**** MATERIAL SHOWN

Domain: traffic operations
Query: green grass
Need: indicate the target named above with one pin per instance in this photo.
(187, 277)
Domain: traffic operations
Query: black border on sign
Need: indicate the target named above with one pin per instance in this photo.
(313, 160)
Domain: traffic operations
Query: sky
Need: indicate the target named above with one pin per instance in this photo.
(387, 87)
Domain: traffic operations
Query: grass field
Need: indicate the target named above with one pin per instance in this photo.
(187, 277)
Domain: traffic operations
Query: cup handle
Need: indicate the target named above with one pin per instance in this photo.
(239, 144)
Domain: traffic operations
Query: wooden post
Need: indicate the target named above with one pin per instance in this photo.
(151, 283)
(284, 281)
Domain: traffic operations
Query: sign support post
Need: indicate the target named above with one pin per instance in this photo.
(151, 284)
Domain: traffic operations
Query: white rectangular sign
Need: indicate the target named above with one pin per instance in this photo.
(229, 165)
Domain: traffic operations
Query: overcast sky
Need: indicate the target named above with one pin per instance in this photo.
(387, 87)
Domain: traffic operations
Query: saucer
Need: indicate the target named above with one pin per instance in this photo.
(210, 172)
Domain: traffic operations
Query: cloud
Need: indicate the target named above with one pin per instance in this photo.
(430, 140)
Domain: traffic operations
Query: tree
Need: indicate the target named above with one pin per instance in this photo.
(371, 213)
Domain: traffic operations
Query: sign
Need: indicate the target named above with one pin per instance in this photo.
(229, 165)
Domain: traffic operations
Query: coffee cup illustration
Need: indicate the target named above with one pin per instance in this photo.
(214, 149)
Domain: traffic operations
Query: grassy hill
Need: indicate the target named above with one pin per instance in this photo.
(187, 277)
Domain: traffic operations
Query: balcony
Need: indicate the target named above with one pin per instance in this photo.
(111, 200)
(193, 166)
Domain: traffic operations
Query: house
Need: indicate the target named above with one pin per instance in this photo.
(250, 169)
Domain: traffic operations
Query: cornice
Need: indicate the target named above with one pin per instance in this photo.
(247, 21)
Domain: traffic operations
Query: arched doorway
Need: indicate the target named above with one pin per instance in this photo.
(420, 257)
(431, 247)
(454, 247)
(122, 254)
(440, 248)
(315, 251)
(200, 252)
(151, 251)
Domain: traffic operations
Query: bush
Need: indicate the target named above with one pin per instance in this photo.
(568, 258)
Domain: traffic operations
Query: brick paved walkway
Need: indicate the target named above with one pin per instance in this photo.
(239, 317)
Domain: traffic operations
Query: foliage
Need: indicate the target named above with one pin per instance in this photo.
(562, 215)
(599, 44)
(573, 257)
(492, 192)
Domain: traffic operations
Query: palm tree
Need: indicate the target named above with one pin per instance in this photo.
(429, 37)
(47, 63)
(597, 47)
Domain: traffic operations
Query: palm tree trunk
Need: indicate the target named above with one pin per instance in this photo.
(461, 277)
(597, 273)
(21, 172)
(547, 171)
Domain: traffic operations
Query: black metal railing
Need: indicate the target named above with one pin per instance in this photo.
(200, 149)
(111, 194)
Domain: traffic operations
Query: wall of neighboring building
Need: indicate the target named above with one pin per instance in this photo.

********

PROBLEM STATEMENT -
Pull out every line above that contains the string "sign" and copy each one in full. Case counts.

CORRECT OUTPUT -
Query: black border on sign
Query: sign support post
Query: white rectangular sign
Query: sign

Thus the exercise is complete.